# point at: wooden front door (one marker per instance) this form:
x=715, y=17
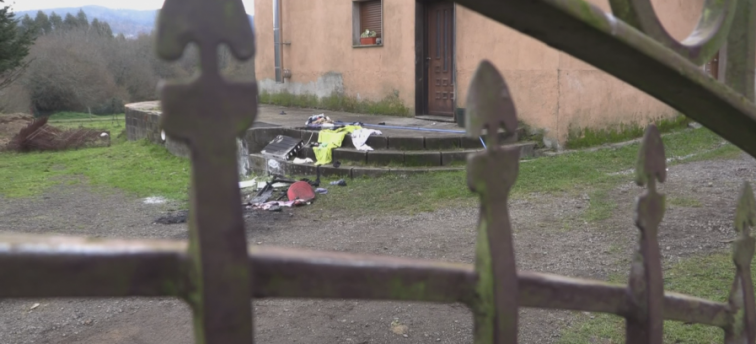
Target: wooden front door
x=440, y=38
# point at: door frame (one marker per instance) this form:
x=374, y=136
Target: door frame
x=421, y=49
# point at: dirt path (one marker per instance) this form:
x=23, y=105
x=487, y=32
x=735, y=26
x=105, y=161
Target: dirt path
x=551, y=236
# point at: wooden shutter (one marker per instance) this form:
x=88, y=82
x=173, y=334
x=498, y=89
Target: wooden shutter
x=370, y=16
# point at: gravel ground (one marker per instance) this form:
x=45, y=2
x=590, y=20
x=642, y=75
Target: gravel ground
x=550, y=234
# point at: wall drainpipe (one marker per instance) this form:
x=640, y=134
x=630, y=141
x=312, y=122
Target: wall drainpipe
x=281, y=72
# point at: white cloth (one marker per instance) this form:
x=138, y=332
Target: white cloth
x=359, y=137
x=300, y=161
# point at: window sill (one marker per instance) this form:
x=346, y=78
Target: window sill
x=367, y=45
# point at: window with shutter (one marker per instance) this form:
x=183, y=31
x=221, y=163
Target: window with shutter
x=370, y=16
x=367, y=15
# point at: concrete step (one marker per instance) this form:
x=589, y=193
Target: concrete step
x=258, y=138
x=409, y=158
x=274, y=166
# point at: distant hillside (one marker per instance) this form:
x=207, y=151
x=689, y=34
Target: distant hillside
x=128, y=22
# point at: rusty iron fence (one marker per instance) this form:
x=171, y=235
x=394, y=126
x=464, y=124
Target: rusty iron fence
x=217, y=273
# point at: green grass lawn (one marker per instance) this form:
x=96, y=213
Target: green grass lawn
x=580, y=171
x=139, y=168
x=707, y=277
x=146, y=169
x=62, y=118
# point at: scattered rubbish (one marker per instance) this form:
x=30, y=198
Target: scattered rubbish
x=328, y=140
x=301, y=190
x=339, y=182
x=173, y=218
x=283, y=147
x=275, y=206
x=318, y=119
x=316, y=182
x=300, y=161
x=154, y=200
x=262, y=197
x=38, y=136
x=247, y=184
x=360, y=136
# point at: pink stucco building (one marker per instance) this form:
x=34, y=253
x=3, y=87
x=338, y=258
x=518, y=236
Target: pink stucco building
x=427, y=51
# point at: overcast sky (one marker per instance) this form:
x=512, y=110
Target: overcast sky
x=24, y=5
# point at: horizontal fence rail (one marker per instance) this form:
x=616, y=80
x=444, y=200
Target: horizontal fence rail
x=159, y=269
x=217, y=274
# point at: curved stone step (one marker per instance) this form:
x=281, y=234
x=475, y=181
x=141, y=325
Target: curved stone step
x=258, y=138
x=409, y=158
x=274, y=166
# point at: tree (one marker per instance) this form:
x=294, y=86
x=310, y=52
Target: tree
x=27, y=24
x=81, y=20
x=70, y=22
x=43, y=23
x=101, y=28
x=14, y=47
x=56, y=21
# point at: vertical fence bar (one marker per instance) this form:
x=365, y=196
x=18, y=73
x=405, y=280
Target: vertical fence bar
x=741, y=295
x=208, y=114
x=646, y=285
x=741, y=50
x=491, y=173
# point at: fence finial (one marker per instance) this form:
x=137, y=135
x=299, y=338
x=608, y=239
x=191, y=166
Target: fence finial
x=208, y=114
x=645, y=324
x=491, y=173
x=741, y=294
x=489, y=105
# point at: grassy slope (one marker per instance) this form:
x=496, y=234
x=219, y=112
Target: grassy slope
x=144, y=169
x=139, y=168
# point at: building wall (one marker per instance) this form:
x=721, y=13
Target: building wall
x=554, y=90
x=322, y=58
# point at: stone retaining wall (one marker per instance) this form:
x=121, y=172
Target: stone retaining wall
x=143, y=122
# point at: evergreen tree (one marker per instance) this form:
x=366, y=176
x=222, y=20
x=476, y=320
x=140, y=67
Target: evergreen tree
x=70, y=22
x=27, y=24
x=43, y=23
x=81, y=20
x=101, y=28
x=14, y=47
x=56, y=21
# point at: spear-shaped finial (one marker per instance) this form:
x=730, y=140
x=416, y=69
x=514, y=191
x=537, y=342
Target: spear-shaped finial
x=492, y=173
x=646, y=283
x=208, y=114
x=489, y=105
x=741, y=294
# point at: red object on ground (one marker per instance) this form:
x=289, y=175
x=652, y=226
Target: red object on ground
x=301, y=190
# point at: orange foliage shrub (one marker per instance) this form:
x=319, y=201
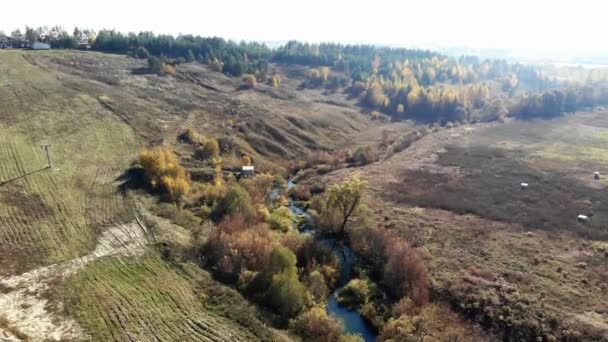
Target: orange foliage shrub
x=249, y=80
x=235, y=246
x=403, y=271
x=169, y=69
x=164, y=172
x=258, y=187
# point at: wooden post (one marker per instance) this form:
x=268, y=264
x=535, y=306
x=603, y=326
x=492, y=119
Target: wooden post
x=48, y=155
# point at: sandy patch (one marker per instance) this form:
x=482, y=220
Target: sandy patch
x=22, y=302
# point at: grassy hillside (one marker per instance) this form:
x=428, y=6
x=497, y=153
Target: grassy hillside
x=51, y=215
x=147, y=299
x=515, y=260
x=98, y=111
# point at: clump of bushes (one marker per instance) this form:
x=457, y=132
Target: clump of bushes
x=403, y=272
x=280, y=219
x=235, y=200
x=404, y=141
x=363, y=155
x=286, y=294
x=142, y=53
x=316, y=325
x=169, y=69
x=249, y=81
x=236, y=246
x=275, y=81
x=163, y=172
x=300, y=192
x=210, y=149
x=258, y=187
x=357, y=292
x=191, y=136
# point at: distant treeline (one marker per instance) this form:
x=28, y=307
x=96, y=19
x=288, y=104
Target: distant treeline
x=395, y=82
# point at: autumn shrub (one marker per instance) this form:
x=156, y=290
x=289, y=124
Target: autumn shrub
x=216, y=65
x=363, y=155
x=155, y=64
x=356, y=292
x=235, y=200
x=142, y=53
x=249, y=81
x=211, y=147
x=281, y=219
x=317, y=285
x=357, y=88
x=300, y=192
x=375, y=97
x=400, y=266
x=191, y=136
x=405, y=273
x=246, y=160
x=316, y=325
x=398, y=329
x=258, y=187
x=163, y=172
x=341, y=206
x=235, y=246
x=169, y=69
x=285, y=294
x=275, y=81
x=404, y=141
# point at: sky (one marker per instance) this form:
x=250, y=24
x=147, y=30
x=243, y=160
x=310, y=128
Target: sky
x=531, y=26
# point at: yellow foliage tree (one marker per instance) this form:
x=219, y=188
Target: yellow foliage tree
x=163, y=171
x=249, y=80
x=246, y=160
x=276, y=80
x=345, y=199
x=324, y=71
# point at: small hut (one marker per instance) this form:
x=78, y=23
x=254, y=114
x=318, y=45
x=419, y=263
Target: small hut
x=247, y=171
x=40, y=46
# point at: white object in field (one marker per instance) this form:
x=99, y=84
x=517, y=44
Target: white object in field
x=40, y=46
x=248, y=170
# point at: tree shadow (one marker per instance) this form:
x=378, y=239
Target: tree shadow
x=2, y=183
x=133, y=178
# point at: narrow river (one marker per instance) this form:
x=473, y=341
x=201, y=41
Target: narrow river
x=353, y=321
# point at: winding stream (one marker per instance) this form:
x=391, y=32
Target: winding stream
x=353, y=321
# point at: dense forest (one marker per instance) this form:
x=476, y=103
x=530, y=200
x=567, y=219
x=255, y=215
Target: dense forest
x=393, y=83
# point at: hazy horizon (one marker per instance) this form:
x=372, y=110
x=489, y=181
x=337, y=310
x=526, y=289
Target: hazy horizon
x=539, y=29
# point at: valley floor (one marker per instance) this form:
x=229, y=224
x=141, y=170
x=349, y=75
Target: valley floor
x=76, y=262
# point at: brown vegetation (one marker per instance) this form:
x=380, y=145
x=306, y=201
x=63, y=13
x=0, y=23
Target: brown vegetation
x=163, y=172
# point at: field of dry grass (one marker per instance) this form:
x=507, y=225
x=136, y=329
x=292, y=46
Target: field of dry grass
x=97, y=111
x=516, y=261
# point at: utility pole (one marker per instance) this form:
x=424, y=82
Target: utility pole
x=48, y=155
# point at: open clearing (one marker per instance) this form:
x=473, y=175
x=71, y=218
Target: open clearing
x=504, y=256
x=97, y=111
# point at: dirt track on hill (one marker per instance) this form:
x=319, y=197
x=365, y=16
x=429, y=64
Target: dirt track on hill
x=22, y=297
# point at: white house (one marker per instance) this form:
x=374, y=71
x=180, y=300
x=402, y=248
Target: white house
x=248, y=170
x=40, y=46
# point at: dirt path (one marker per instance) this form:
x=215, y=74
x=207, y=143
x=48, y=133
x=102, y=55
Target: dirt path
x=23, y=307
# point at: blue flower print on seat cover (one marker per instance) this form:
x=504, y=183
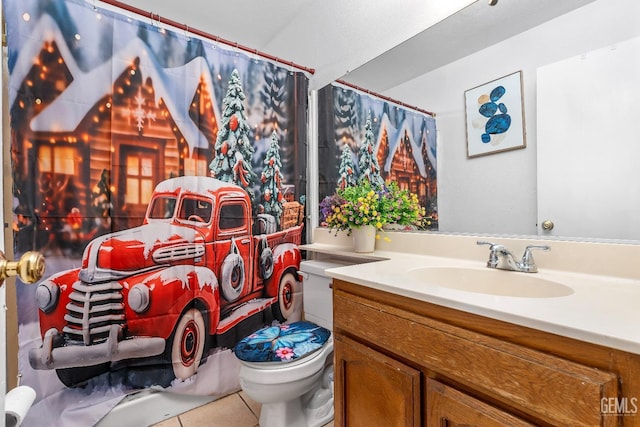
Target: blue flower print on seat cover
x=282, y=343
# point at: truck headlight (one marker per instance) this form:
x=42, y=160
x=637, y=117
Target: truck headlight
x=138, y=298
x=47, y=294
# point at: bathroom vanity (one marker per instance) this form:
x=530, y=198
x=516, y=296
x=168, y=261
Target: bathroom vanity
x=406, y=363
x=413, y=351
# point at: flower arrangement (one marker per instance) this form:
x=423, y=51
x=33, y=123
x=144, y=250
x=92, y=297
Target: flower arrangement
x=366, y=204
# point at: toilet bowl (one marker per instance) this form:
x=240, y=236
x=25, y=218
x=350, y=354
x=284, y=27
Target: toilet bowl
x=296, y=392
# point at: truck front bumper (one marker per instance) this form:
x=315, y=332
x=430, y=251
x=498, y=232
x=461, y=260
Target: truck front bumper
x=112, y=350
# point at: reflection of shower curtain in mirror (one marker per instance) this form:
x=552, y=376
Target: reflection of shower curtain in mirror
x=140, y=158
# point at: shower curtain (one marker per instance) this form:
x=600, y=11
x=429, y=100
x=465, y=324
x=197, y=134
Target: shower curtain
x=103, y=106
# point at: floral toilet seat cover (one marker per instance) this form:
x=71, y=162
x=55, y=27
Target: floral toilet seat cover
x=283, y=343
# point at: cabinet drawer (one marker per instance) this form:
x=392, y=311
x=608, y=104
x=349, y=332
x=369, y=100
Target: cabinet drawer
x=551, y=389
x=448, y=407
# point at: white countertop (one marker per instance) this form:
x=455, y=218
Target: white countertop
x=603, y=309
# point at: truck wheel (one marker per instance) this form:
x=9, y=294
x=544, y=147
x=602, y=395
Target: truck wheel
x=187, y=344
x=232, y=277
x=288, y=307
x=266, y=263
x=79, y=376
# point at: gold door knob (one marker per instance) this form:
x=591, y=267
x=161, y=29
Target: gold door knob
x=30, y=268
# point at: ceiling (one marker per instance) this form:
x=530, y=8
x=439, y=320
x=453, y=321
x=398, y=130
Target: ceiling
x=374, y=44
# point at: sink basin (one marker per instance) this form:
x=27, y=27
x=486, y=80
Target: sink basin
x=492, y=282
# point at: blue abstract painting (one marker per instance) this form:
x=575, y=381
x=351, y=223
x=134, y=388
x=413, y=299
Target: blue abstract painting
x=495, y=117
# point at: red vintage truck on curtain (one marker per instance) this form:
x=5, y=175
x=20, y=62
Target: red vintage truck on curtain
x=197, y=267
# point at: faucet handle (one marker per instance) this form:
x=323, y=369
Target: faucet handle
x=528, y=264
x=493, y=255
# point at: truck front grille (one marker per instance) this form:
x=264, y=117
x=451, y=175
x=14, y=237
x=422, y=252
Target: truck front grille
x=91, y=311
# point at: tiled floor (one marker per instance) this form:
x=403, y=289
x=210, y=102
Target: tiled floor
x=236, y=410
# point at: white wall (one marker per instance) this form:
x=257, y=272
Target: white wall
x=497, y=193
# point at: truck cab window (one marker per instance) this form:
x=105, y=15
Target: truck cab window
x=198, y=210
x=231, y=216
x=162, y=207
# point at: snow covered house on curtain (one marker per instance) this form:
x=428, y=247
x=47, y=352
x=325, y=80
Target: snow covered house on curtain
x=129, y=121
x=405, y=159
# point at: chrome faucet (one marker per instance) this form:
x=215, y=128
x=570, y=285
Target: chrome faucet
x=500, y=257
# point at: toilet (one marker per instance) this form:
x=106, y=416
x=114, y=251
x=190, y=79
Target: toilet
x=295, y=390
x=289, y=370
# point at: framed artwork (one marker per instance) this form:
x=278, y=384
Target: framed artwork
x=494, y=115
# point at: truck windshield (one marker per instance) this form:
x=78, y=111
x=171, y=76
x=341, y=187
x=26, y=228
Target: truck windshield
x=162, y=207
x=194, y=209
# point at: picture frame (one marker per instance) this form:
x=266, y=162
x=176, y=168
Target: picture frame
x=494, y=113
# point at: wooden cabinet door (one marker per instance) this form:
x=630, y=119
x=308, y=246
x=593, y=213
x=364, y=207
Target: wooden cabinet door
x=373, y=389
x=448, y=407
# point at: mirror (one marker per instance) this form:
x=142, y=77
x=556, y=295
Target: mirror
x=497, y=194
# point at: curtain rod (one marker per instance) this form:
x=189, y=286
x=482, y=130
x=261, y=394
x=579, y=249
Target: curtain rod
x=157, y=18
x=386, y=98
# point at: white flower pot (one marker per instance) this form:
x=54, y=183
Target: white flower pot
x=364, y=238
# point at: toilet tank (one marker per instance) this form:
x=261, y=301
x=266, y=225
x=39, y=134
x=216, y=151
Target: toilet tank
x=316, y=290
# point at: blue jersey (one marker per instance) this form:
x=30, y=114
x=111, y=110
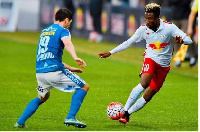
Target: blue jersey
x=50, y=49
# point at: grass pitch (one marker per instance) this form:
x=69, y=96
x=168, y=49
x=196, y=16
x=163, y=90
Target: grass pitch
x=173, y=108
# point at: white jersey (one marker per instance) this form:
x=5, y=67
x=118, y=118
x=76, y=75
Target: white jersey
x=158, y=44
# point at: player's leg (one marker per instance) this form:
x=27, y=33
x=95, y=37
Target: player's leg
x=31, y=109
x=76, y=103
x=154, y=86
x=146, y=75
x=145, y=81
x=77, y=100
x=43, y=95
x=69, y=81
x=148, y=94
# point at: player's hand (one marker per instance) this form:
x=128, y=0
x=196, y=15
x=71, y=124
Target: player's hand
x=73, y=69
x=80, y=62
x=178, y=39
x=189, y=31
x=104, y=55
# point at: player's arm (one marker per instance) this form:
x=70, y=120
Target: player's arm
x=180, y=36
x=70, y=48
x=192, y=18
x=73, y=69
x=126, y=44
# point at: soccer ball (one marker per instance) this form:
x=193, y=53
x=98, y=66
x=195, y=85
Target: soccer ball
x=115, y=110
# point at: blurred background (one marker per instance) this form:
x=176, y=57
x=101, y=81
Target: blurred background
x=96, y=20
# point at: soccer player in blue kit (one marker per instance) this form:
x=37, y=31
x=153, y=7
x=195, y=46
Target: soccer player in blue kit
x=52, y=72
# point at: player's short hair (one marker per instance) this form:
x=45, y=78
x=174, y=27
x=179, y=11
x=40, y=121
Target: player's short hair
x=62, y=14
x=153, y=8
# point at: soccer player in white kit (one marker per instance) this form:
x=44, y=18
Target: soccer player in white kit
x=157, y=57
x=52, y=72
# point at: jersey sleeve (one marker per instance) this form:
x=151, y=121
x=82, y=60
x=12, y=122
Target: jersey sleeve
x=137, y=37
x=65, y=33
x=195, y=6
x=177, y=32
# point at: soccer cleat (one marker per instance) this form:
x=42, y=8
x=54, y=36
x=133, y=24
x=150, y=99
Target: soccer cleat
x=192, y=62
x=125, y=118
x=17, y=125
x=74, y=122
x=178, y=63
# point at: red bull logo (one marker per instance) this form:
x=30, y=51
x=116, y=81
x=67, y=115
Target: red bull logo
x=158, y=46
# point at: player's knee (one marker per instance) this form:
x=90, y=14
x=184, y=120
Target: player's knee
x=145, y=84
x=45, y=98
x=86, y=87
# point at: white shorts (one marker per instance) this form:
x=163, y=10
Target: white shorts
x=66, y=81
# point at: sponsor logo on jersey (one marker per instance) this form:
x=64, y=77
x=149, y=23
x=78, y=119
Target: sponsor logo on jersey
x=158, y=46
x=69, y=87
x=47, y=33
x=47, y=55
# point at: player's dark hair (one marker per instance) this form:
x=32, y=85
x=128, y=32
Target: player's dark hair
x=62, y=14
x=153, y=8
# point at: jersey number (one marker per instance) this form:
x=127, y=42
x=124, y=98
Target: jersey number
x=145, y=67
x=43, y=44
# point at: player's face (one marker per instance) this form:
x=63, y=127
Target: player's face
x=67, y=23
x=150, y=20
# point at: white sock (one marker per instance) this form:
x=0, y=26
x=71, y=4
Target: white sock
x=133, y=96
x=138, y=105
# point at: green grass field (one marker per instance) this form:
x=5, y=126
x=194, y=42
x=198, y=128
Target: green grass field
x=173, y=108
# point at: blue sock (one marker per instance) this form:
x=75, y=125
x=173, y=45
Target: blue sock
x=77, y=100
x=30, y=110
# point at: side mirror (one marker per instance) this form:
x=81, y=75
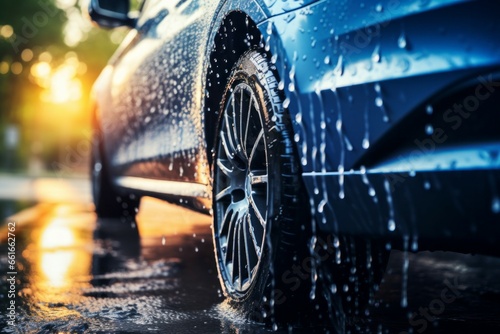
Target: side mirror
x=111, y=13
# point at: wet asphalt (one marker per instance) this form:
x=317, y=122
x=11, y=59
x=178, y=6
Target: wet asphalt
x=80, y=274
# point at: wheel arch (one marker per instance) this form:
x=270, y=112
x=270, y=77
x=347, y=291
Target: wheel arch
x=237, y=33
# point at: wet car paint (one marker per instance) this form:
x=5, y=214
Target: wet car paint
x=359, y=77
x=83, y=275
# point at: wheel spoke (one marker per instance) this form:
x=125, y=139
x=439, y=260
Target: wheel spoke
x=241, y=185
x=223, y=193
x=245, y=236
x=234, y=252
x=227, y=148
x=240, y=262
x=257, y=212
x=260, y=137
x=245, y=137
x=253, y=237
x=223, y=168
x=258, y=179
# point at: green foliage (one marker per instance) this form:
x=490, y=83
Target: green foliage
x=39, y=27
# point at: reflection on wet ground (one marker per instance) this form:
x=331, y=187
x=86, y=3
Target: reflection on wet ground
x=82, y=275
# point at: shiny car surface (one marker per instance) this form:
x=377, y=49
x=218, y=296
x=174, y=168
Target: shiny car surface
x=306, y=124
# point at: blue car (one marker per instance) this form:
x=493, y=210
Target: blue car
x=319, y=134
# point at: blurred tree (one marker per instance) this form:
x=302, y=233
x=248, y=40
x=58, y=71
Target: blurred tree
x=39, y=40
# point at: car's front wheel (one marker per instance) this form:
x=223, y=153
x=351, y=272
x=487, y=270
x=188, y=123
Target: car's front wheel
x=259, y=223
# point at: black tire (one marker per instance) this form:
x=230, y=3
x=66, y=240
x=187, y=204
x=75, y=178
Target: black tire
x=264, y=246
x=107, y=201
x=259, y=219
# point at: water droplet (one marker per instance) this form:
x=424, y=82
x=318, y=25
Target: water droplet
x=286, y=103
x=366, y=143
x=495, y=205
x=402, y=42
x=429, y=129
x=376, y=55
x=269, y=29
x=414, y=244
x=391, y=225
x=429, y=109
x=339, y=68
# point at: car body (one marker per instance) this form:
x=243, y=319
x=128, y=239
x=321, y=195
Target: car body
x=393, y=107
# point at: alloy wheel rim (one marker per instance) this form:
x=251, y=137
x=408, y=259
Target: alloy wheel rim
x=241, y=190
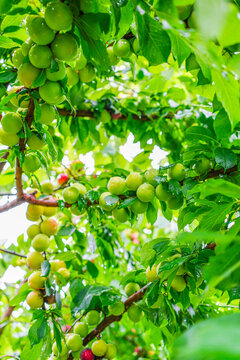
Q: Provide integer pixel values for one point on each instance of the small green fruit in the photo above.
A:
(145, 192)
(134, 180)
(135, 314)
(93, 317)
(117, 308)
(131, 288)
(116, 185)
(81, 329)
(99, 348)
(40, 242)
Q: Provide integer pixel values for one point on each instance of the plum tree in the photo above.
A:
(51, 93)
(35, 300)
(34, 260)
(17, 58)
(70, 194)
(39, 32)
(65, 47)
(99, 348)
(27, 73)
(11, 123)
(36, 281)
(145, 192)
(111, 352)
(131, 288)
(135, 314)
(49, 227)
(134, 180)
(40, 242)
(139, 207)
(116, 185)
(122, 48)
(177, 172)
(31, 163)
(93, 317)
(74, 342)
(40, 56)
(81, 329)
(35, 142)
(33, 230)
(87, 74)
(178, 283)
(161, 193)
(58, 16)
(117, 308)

=-=-=

Scan the data above and copy every line with "photo" in it.

Q: Provide integer pixel values for one point on each instance of the small green fruit in the photo above.
Q: Provide integer pixel values for one point on each instance of the plum tree in the photo above.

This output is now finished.